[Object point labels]
• • •

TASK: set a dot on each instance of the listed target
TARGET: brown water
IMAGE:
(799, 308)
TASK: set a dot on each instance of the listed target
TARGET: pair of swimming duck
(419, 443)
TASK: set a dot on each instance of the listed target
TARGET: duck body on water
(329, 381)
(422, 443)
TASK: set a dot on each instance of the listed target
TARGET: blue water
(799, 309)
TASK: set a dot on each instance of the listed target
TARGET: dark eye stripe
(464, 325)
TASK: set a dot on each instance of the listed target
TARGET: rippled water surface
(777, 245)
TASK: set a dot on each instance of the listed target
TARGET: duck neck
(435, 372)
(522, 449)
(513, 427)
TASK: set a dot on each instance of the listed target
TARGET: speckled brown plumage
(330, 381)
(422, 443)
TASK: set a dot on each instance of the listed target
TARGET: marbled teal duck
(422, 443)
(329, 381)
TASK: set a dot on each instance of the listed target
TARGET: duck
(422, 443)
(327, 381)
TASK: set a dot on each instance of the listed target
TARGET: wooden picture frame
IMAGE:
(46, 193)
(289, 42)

• • •

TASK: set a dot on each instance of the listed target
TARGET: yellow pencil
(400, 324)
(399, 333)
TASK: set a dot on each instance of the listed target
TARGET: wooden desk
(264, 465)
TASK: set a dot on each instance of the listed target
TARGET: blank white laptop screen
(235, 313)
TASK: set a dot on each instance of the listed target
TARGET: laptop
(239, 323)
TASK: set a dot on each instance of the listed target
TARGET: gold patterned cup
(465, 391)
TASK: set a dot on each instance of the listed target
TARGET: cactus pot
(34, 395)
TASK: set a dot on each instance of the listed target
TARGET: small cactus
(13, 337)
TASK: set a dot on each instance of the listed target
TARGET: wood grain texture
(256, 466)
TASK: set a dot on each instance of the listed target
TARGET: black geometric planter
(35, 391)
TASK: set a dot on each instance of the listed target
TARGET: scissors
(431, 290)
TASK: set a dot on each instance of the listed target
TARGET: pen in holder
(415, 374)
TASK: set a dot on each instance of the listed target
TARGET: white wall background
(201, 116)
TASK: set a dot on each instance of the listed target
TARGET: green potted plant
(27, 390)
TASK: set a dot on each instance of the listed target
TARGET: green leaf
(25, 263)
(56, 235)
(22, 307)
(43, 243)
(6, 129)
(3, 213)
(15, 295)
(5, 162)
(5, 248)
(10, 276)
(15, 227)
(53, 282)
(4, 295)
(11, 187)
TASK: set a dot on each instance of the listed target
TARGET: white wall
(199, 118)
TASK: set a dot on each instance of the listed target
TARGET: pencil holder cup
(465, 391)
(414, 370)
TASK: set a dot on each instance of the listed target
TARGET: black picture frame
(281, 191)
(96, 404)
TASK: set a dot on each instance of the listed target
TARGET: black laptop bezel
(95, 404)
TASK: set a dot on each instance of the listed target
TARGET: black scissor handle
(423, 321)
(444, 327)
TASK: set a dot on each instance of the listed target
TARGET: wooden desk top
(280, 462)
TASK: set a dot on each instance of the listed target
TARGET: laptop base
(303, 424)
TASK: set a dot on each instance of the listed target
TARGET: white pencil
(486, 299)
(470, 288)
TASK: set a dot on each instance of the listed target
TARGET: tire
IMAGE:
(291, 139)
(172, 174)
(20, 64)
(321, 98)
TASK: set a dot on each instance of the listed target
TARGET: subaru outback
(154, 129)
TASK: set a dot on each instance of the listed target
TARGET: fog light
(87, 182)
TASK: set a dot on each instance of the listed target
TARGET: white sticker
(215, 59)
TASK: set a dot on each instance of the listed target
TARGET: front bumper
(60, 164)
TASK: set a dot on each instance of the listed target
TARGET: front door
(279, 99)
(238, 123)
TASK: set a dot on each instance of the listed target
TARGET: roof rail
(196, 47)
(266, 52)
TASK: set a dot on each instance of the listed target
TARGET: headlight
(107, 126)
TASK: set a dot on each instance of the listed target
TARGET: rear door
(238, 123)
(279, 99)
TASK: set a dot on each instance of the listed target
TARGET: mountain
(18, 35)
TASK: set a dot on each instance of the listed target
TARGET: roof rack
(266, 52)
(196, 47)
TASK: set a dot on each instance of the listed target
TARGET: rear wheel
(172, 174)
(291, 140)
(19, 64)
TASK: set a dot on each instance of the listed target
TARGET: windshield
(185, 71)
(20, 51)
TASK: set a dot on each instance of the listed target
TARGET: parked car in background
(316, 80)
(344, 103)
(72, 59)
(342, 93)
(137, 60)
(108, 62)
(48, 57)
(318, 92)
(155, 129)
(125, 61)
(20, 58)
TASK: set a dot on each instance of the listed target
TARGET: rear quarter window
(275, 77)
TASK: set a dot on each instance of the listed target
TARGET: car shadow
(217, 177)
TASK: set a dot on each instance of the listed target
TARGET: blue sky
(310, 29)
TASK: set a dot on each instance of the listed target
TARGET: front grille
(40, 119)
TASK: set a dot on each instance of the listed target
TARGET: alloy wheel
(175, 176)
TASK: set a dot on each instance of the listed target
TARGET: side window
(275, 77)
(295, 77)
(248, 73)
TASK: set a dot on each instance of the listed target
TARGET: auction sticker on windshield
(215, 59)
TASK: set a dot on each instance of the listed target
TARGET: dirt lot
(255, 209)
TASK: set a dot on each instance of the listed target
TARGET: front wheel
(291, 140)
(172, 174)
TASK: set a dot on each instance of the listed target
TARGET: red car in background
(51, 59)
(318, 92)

• • •

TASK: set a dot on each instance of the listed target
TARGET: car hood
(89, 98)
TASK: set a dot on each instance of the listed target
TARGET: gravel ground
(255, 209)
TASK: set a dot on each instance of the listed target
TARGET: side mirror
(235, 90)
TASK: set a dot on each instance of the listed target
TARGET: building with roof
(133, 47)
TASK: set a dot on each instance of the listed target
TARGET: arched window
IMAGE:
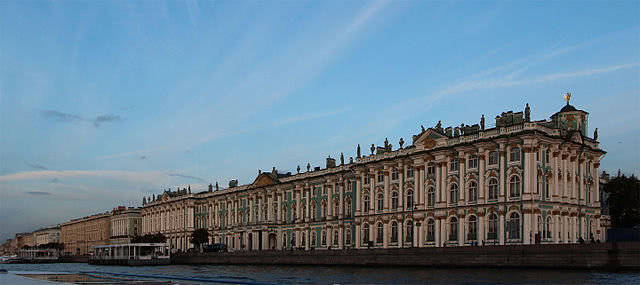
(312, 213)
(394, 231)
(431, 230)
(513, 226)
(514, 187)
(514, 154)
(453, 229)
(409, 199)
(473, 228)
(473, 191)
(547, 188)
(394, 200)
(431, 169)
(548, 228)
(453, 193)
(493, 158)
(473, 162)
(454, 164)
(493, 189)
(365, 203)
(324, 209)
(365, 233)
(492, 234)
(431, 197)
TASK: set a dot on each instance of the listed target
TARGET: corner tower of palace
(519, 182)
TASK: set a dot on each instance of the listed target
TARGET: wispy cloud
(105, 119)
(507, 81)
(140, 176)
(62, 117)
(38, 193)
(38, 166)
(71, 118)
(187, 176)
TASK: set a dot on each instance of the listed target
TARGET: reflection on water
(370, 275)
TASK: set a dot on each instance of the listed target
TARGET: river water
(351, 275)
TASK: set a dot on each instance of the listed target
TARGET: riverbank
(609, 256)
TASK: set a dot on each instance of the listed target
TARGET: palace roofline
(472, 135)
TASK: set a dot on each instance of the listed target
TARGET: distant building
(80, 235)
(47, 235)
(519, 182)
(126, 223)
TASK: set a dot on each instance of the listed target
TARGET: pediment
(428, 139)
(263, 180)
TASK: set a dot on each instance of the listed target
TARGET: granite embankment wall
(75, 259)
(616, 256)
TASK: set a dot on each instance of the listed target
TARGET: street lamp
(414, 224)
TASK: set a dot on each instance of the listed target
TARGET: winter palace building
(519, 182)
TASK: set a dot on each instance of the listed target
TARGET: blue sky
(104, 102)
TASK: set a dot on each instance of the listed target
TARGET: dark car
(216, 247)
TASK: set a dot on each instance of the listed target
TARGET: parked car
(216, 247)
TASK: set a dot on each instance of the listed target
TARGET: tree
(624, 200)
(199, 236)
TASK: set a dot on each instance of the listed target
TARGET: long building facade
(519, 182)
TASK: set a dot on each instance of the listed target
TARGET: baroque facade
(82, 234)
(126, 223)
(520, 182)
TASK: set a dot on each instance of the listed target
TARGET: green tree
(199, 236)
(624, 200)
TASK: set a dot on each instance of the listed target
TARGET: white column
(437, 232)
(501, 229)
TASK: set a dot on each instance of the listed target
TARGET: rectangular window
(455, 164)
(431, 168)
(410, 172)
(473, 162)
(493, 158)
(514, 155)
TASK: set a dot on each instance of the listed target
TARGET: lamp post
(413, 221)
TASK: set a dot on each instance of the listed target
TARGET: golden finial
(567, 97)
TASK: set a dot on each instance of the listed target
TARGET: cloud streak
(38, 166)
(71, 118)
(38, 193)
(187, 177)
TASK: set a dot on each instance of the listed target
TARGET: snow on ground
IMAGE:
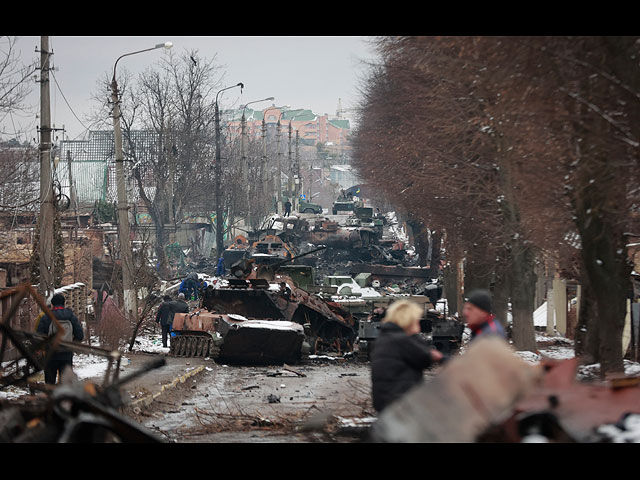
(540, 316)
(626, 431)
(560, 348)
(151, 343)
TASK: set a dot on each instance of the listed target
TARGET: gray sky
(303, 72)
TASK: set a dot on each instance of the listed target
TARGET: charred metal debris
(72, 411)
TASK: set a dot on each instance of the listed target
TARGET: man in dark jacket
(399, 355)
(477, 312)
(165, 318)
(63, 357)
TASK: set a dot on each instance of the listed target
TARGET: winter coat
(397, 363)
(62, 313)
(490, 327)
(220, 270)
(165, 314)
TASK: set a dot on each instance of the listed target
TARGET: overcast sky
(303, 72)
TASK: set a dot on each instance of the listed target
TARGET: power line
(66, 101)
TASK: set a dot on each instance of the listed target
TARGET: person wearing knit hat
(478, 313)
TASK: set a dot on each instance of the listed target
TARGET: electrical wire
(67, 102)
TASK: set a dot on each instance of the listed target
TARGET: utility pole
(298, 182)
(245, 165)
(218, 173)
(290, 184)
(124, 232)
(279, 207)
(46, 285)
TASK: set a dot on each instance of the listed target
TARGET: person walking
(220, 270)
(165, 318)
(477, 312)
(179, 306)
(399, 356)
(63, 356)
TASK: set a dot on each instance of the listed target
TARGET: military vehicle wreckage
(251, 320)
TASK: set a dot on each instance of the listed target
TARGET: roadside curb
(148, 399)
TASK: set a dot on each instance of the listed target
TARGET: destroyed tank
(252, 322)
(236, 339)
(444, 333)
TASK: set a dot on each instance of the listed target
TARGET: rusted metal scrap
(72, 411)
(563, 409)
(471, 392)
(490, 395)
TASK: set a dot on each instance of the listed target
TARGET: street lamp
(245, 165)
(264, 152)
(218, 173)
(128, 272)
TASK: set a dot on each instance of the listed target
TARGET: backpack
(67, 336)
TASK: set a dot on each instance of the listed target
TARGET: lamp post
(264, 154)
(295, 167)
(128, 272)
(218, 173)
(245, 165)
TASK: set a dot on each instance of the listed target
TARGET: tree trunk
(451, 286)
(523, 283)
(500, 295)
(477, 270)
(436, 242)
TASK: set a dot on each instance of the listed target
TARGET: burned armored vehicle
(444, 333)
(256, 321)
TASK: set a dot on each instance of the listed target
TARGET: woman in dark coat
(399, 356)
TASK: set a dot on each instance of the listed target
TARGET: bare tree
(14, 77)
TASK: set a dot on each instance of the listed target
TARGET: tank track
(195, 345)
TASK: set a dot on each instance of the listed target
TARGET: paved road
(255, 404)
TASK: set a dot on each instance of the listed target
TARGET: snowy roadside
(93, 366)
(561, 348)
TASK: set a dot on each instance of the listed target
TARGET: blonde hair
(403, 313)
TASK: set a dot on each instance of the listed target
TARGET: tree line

• • •

● **Short problem**
Count the lines above that contain the word "black" and give only that number.

● **Response for this exercise**
4